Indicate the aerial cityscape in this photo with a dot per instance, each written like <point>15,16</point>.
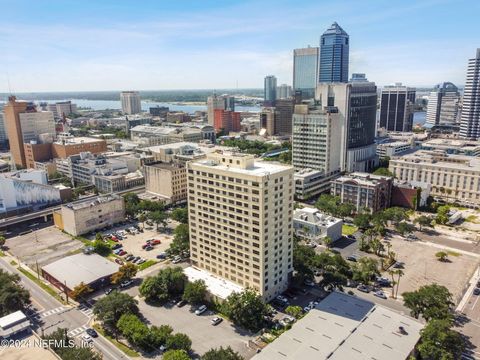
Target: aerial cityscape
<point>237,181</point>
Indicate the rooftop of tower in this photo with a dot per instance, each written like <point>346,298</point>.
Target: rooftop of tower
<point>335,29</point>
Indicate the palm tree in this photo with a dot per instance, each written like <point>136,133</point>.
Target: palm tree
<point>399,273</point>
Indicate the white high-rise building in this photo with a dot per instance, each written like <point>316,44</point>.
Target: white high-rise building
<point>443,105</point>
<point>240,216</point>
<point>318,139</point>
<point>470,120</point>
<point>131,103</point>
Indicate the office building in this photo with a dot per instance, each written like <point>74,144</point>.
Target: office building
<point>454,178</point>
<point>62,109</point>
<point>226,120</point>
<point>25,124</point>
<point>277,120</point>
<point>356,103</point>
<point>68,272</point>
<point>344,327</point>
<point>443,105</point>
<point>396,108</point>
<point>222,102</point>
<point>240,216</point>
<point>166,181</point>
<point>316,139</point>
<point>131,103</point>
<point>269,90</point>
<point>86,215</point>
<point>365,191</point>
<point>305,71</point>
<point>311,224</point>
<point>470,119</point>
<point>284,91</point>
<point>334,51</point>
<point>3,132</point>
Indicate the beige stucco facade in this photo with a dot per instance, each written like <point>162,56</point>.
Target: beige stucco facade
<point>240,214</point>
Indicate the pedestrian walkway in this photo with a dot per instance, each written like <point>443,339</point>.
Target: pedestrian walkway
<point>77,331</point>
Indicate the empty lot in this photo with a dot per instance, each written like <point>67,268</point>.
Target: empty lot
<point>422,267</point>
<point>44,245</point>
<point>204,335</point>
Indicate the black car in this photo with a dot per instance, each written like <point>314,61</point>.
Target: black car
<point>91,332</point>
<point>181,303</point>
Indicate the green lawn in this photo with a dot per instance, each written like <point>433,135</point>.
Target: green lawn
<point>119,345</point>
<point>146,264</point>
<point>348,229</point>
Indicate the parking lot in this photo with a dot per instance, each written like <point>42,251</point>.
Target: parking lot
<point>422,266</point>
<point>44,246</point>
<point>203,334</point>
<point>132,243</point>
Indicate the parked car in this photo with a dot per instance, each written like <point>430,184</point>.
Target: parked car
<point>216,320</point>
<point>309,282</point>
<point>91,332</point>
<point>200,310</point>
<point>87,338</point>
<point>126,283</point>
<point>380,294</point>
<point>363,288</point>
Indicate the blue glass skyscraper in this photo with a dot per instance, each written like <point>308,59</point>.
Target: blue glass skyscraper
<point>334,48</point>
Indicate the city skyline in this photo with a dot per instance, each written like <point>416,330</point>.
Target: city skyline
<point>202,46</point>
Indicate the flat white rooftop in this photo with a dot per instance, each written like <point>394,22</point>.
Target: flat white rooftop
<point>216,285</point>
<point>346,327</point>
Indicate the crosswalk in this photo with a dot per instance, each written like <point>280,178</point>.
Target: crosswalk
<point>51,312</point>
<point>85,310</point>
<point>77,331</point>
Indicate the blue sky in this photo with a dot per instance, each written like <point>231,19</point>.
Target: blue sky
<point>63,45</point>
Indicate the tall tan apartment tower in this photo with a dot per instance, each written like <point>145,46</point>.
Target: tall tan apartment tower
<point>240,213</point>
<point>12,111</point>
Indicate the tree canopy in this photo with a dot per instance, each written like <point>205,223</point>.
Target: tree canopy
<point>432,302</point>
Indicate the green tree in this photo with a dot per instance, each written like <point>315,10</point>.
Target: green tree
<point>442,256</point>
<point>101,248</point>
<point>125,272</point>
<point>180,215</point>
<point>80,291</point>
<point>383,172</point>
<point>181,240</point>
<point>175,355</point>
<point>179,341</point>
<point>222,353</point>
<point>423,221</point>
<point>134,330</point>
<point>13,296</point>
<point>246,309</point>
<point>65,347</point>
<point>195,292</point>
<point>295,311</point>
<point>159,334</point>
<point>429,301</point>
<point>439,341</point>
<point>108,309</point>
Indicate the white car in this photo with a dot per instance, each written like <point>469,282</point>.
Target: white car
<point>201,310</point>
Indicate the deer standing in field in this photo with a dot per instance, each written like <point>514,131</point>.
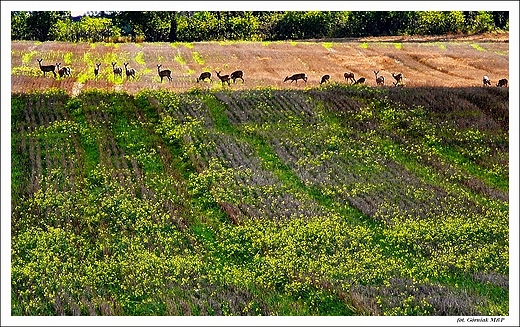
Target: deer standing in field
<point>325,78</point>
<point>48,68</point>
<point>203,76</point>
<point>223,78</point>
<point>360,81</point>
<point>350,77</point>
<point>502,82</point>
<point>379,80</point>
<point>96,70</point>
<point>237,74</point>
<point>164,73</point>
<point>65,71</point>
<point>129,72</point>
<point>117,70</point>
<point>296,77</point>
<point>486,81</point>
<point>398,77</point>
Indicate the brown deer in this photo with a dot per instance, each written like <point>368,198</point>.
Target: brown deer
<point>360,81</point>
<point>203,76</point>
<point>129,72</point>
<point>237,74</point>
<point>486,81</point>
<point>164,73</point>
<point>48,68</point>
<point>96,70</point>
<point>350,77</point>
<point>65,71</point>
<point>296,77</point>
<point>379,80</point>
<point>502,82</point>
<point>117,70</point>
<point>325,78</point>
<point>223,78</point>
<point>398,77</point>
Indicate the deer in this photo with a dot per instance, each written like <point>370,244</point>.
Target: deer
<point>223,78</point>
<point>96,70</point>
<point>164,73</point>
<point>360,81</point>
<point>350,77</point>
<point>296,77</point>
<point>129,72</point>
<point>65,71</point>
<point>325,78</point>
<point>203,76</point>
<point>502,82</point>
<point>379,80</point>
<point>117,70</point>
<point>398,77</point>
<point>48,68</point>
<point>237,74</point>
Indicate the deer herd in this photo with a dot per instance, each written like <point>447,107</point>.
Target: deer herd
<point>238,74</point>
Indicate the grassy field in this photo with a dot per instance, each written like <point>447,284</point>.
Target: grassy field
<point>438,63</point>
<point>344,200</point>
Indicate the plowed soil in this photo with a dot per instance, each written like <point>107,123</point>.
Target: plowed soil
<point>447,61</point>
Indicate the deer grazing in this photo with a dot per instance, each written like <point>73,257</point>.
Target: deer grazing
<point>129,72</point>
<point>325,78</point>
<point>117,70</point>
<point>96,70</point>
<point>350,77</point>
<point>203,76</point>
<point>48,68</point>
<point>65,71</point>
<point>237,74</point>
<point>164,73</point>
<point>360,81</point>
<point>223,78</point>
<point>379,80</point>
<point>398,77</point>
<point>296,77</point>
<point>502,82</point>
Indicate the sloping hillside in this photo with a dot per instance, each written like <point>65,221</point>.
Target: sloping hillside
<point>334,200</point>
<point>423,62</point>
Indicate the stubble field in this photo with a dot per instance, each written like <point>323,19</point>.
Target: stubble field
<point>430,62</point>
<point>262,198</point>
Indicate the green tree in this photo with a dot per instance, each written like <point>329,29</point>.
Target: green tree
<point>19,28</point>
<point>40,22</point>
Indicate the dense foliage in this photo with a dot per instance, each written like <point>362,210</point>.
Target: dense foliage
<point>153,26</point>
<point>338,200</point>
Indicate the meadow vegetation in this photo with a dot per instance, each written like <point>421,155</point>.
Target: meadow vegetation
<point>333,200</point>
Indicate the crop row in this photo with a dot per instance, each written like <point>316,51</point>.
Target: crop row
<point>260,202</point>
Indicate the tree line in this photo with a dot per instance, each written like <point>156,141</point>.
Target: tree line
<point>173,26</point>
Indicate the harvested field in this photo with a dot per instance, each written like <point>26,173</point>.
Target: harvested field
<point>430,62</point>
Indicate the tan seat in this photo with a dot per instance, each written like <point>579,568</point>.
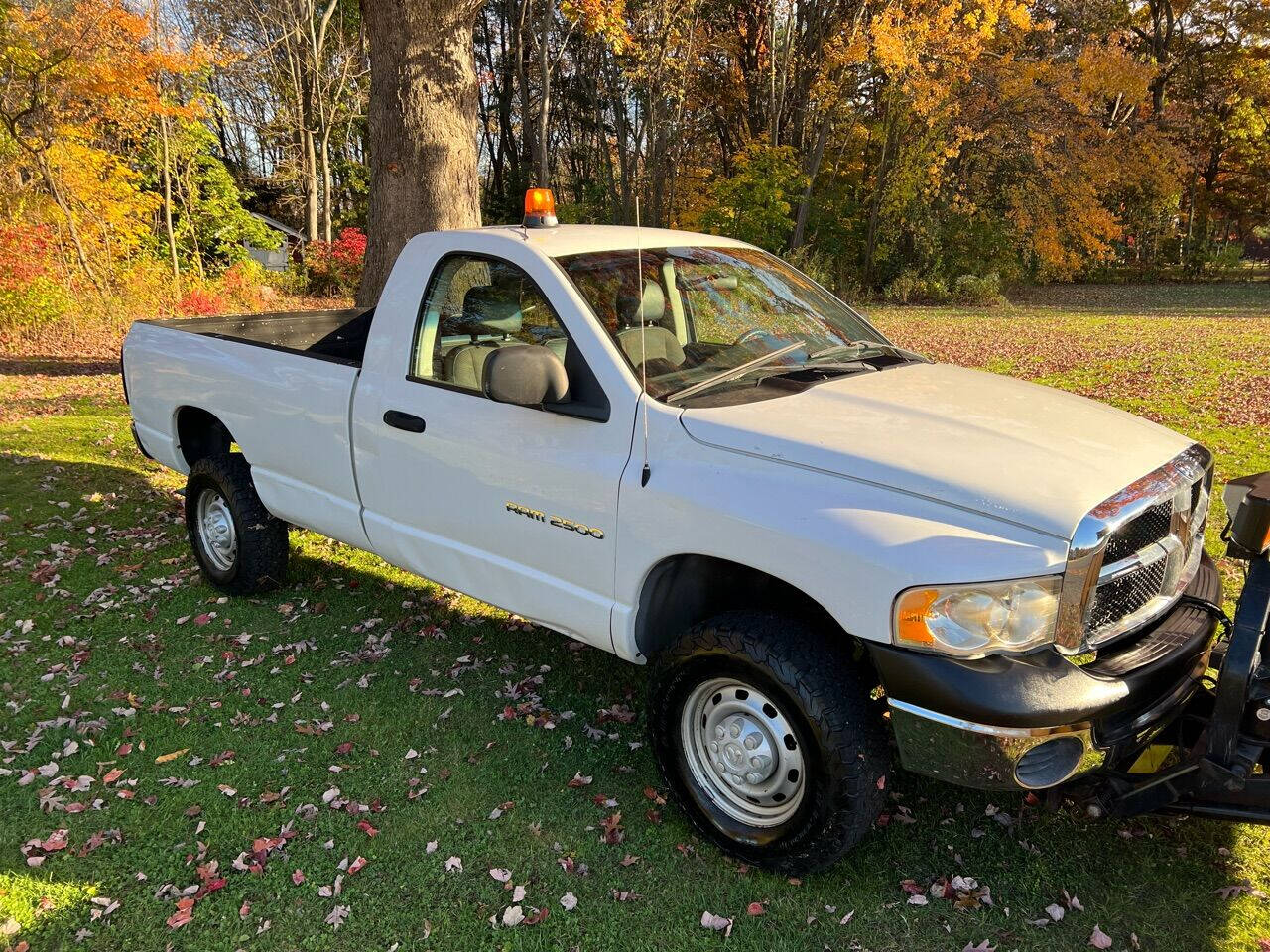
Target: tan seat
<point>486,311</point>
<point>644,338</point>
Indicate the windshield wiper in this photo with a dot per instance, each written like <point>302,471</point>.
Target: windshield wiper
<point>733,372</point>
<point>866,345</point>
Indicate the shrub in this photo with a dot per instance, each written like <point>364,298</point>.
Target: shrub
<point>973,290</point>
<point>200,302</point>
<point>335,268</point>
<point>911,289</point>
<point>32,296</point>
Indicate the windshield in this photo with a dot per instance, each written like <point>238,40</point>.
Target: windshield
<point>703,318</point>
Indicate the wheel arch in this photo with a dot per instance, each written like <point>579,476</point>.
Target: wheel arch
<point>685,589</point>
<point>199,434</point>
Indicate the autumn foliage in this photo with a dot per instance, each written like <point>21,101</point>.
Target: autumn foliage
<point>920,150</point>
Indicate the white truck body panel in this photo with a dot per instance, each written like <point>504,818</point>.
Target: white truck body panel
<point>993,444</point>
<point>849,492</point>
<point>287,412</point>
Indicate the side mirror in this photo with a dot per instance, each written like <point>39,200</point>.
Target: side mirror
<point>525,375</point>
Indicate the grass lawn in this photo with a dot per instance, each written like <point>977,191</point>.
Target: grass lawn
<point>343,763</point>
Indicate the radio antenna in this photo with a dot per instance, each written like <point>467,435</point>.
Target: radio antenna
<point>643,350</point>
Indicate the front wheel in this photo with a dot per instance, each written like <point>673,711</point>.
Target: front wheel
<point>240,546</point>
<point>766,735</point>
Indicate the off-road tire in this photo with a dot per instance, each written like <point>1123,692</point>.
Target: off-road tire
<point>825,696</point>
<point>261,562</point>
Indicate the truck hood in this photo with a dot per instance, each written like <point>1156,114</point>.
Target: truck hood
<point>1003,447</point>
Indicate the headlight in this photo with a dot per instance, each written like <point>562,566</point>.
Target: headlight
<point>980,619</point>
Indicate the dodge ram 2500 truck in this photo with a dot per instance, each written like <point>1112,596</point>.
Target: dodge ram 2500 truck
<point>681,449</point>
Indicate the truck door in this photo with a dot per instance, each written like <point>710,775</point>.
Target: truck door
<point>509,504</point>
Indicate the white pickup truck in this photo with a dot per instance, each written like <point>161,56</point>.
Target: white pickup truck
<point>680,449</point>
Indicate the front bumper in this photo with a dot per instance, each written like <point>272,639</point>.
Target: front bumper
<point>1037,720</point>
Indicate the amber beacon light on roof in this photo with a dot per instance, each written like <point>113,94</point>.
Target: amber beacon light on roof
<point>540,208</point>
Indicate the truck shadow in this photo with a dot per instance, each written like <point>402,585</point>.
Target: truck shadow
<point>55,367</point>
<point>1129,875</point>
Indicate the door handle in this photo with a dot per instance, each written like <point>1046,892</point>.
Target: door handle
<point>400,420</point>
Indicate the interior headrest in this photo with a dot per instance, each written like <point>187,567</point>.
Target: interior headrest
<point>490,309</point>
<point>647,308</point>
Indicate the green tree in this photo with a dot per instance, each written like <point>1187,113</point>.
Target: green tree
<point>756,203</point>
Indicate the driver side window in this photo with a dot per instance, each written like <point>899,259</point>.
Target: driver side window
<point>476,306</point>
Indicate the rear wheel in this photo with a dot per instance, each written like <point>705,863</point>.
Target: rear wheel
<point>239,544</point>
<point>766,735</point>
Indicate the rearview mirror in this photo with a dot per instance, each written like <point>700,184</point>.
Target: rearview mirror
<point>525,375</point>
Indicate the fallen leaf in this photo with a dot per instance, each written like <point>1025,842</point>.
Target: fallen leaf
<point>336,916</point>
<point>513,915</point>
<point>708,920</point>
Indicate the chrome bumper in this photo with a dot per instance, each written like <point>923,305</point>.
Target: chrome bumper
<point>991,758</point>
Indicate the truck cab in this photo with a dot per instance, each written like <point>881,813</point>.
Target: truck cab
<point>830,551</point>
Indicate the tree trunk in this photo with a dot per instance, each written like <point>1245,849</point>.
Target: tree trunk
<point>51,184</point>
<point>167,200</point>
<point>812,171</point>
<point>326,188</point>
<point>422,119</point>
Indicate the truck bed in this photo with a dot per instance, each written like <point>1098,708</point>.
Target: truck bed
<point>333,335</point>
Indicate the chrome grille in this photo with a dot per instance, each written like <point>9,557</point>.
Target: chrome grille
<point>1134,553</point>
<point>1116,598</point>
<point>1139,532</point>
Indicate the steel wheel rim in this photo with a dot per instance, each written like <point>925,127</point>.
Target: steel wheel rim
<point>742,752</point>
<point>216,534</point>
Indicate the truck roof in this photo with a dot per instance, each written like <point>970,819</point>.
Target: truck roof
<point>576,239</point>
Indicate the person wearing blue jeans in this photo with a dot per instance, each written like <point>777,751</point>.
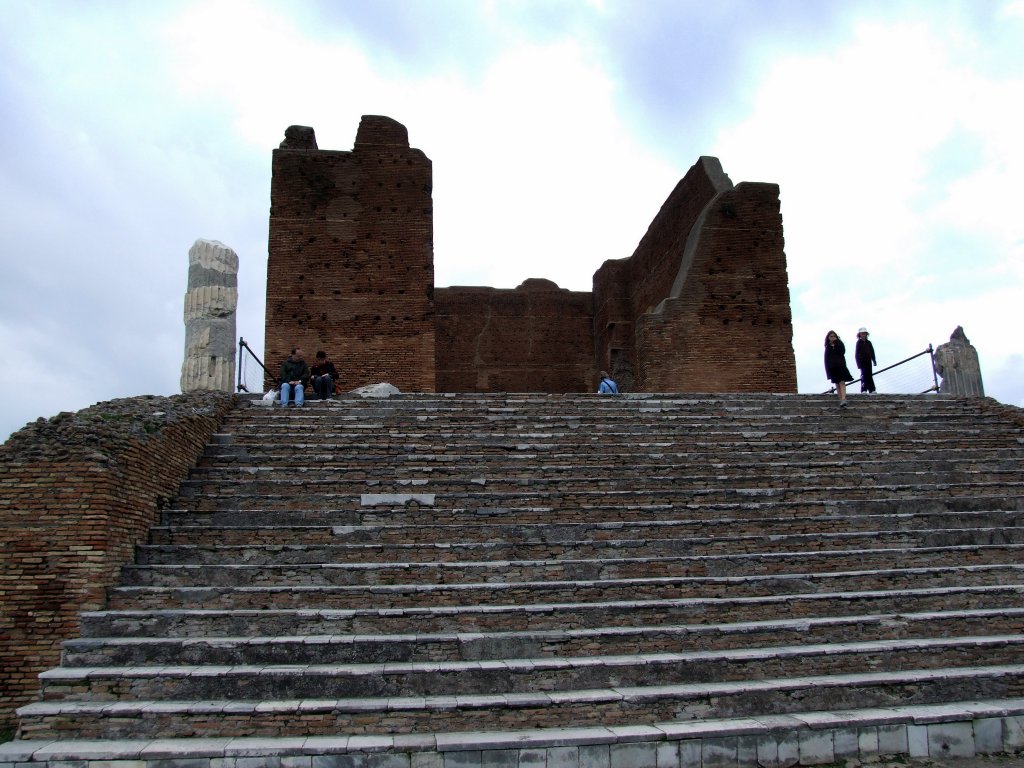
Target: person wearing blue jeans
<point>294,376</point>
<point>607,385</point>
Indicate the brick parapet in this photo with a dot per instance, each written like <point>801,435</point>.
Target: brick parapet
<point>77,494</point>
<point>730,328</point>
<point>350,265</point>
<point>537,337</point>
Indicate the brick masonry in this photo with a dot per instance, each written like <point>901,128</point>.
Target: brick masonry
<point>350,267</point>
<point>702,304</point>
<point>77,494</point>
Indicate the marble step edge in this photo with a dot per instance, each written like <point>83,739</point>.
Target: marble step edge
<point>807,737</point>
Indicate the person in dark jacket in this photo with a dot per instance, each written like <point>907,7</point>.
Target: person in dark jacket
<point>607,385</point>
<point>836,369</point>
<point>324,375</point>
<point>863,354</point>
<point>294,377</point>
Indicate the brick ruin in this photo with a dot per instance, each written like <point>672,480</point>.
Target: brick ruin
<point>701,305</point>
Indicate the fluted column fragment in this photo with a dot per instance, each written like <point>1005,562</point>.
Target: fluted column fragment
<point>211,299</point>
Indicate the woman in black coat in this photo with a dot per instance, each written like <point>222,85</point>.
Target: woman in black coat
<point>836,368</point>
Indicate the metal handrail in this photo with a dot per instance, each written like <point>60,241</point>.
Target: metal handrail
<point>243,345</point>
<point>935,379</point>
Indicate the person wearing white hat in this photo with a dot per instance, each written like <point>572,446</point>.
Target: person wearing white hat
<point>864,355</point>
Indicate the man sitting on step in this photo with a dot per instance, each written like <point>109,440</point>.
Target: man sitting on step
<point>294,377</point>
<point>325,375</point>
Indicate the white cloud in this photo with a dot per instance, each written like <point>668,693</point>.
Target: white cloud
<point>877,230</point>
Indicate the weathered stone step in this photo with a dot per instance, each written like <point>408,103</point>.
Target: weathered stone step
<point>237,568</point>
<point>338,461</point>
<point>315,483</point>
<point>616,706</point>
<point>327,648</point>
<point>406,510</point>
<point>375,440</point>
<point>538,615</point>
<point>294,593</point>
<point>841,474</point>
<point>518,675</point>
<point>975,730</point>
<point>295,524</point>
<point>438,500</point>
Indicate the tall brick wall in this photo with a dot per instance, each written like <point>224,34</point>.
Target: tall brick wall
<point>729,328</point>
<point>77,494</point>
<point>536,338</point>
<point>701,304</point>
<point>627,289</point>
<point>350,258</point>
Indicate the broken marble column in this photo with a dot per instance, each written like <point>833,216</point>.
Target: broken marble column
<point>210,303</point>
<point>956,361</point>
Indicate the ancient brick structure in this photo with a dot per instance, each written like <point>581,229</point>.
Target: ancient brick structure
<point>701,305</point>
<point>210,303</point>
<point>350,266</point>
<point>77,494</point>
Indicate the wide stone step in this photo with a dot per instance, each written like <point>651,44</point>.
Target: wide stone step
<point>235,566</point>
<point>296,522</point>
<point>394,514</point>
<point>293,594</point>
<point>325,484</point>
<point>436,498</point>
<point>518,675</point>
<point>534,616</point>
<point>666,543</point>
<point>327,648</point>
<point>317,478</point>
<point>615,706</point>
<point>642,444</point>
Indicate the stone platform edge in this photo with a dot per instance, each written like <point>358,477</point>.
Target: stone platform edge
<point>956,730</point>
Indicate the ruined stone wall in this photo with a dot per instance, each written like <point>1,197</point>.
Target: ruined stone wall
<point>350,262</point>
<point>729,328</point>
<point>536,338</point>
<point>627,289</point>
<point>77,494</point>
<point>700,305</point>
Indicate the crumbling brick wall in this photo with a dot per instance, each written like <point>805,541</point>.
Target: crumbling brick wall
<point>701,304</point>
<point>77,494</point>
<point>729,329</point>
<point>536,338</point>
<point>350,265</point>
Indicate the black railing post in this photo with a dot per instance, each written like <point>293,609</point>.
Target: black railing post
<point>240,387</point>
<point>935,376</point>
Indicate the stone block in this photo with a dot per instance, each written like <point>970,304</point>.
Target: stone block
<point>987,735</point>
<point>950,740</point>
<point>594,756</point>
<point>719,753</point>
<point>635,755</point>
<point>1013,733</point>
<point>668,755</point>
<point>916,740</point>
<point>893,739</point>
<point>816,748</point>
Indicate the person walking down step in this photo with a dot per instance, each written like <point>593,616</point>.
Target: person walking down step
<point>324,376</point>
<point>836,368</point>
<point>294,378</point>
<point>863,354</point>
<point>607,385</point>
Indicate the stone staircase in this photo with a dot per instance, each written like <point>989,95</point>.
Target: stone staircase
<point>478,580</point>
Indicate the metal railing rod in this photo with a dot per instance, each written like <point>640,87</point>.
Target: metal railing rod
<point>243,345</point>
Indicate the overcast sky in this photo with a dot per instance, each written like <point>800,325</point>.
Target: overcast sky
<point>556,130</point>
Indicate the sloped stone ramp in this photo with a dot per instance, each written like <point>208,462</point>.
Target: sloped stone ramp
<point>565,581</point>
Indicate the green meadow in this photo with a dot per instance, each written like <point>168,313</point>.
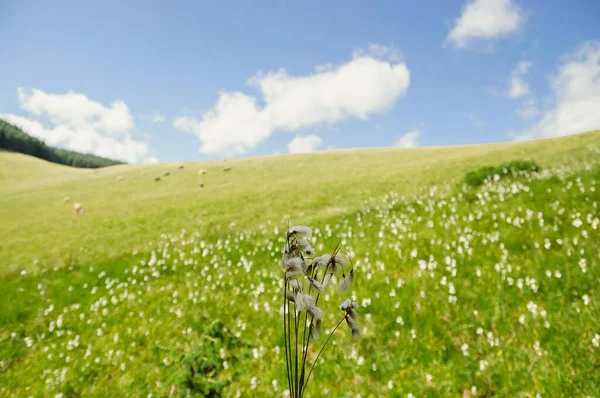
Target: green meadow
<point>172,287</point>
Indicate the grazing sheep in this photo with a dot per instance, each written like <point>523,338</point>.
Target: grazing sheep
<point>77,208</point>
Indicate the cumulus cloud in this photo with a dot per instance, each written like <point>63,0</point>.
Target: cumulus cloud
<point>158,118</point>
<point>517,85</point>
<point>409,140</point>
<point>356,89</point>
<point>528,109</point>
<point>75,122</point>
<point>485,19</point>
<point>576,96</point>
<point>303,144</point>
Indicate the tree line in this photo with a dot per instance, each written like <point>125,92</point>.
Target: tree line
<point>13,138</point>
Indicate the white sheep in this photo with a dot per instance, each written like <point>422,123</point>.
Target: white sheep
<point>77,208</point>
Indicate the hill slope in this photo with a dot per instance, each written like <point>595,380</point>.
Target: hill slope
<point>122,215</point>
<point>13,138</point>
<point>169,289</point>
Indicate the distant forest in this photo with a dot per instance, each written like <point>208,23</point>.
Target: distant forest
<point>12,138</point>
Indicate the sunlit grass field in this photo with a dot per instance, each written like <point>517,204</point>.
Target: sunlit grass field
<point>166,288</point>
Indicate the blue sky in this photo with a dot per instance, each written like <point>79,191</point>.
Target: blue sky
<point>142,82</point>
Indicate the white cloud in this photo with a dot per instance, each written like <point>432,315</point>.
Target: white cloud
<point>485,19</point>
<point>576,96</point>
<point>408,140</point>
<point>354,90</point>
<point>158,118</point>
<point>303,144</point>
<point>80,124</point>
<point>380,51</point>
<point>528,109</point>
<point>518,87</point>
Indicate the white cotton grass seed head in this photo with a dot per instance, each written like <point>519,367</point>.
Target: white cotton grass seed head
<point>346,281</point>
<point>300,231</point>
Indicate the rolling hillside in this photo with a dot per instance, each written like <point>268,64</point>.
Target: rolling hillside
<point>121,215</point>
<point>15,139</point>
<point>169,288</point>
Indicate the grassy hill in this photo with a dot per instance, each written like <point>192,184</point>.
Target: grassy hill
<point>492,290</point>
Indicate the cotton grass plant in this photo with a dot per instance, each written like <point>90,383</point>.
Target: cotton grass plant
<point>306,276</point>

_ _ _ _ _ _ _

_PROBLEM DETAILS_.
Output the material from its beginning through the line containing "<point>181,303</point>", inclusive, as a numbered list, omitting blank lines and leaving out the pictures.

_REPLY_.
1. Indicate the aerial cityscape in this photo with a dot per instance, each written like <point>15,16</point>.
2. Target: aerial cityscape
3. <point>237,181</point>
4. Indicate the rooftop of tower in this photo with a dot per instance, each written like <point>346,298</point>.
5. Target: rooftop of tower
6. <point>335,29</point>
7. Indicate the palm tree in this photo with a dot per instance, each written like <point>136,133</point>.
8. Target: palm tree
9. <point>399,273</point>
10. Indicate the white high-rise building in this photo with a dot per instance, each written like <point>316,44</point>.
11. Target: white high-rise building
12. <point>443,105</point>
13. <point>240,216</point>
14. <point>318,139</point>
15. <point>470,120</point>
16. <point>131,103</point>
17. Indicate the office building in this photo with a dot per instance, each written like <point>74,144</point>.
18. Target: office building
19. <point>454,178</point>
20. <point>62,109</point>
21. <point>226,120</point>
22. <point>25,124</point>
23. <point>277,120</point>
24. <point>356,103</point>
25. <point>68,272</point>
26. <point>344,327</point>
27. <point>443,105</point>
28. <point>396,108</point>
29. <point>222,102</point>
30. <point>240,216</point>
31. <point>166,181</point>
32. <point>316,139</point>
33. <point>131,103</point>
34. <point>269,90</point>
35. <point>86,215</point>
36. <point>365,191</point>
37. <point>305,71</point>
38. <point>311,224</point>
39. <point>470,119</point>
40. <point>284,91</point>
41. <point>334,51</point>
42. <point>3,132</point>
43. Indicate the beige stucco facade in this photo with a dot per instance, each written like <point>162,56</point>.
44. Target: beige stucco facade
45. <point>240,214</point>
46. Indicate the pedestrian walkway in this photo with a dot per instance, each written like <point>443,339</point>.
47. Target: pedestrian walkway
48. <point>77,331</point>
49. Indicate the empty lot in this photo with a dot per instance, each written like <point>67,268</point>.
50. Target: empty lot
51. <point>422,267</point>
52. <point>44,245</point>
53. <point>204,335</point>
54. Indicate the black car in this photo with a dot per instance, each written like <point>314,61</point>.
55. Target: black car
56. <point>91,332</point>
57. <point>181,303</point>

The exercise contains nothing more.